Write out the rows below again, switching every "instance" to "item" and leaving everything else unchanged.

Material shown start

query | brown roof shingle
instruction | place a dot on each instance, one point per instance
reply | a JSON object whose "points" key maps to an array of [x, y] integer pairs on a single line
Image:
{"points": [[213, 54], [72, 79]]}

Material shown end

Answer to this task -
query | brown roof shingle
instruction | place a dot on each item, one point per item
reply | a JSON object whose "points" key maps to an array of [x, y] integer pairs on a single line
Image:
{"points": [[213, 54], [72, 79]]}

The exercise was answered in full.